** Begin Data **
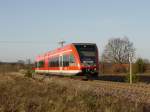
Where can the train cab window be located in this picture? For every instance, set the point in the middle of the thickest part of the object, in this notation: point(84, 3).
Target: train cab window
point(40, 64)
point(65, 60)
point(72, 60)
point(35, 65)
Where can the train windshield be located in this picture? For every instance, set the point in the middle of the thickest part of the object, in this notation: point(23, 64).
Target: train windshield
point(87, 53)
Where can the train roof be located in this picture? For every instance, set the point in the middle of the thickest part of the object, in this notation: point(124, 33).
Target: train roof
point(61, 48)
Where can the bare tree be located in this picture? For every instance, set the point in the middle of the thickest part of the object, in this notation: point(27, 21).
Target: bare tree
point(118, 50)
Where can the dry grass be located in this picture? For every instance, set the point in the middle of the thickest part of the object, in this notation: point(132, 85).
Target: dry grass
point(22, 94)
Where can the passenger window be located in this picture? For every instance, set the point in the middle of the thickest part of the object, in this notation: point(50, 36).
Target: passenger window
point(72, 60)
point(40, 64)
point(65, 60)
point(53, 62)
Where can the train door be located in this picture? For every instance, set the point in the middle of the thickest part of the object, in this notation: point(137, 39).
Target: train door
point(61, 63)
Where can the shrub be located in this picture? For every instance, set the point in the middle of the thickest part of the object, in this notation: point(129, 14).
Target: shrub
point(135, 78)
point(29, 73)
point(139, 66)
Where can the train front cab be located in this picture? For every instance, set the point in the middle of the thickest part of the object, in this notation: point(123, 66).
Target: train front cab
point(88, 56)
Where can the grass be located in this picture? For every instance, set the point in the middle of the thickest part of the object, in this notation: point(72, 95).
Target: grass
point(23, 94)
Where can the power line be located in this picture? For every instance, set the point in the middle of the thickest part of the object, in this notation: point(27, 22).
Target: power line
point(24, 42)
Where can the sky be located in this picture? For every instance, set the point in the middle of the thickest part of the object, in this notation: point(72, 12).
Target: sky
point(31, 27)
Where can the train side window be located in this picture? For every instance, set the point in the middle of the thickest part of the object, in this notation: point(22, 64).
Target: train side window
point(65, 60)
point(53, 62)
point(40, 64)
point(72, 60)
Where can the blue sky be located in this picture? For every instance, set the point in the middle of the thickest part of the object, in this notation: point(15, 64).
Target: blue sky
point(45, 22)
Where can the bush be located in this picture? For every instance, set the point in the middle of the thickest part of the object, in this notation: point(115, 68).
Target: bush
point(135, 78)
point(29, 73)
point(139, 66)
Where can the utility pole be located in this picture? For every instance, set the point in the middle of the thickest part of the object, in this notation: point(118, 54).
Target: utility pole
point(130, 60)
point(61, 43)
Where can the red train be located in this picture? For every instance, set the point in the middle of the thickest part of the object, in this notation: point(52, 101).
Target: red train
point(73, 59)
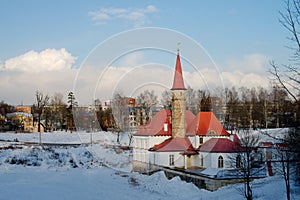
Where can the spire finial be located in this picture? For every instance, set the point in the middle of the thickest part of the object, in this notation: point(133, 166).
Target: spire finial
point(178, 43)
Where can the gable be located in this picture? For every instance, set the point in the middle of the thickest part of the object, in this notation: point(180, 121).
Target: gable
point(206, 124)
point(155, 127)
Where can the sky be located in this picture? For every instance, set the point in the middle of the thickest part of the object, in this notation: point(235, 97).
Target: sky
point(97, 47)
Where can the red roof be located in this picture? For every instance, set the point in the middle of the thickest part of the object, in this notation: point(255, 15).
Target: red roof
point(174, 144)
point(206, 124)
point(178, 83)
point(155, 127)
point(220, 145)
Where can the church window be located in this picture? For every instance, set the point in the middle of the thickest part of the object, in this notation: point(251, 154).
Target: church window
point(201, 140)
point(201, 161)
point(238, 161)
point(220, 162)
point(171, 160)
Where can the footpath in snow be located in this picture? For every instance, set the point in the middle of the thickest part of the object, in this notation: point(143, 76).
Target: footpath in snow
** End Data **
** Begin Data **
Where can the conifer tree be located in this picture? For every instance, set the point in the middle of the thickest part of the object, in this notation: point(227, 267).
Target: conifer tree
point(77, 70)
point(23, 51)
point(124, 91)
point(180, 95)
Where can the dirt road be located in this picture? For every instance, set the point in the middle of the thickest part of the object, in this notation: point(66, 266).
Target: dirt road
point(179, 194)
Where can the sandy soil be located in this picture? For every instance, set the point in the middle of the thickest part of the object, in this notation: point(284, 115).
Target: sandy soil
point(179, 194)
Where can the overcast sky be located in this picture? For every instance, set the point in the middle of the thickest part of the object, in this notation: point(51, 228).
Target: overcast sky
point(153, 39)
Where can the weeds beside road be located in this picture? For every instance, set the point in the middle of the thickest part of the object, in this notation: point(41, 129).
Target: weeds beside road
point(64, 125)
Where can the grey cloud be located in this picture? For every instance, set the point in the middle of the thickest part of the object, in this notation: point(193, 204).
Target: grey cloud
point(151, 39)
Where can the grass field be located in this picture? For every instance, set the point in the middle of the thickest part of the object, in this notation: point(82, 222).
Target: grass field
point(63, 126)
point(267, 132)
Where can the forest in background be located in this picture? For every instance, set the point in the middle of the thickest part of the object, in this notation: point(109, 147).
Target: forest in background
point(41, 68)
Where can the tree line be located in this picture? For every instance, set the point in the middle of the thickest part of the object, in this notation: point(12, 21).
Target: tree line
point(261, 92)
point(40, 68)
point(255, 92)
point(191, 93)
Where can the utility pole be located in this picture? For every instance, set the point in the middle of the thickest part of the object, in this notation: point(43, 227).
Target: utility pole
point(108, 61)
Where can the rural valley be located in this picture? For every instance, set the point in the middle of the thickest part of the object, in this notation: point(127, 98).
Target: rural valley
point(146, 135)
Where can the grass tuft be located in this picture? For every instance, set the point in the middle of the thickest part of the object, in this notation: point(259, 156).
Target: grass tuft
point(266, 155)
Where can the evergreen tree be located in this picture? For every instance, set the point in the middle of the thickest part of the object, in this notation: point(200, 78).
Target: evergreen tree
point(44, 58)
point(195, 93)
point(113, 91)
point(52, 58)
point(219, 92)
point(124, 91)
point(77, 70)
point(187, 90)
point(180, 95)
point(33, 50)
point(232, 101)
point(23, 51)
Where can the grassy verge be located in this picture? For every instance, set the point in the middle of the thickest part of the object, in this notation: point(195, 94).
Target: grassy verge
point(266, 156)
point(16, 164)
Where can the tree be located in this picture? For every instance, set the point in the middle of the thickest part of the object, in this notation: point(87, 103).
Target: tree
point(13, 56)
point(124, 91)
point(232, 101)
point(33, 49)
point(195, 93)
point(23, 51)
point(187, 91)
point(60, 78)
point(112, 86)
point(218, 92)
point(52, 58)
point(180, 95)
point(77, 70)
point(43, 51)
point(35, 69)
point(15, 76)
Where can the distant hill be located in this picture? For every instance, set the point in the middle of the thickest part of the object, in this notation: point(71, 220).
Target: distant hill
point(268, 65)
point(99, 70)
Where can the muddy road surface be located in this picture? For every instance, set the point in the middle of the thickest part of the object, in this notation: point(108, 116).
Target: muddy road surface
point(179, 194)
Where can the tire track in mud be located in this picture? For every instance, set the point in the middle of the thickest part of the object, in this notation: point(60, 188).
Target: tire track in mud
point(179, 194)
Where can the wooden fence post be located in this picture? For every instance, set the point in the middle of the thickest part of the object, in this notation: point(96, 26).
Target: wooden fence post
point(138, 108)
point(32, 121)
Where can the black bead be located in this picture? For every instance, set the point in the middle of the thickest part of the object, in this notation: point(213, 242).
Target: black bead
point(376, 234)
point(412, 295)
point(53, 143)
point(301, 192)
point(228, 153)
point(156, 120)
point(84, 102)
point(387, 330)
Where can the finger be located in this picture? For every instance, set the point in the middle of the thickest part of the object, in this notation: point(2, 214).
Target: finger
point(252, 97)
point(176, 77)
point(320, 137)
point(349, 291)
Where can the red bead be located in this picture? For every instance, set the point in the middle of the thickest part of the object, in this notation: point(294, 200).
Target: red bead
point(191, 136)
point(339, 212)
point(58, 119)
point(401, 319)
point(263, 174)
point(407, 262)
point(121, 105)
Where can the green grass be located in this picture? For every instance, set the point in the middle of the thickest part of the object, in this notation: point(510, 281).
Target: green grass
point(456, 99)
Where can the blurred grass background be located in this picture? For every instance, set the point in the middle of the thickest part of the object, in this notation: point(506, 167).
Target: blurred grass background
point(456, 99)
** End Data **
● **What to work on**: Copy out the lines of the data above without any changes, beginning with the line containing "Where can the power" and ending with the line containing "point(31, 27)". Include both of those lines and nothing outside that range.

● **Written answer**:
Where can the power line be located in this picture? For every instance, set the point in the middle of the thickest part of the object, in this notation: point(27, 22).
Target: power line
point(24, 42)
Where can the sky be located in this picture? For every instance, set the point in the middle of the thickest part of the object, in this notation: point(72, 12).
Target: sky
point(31, 27)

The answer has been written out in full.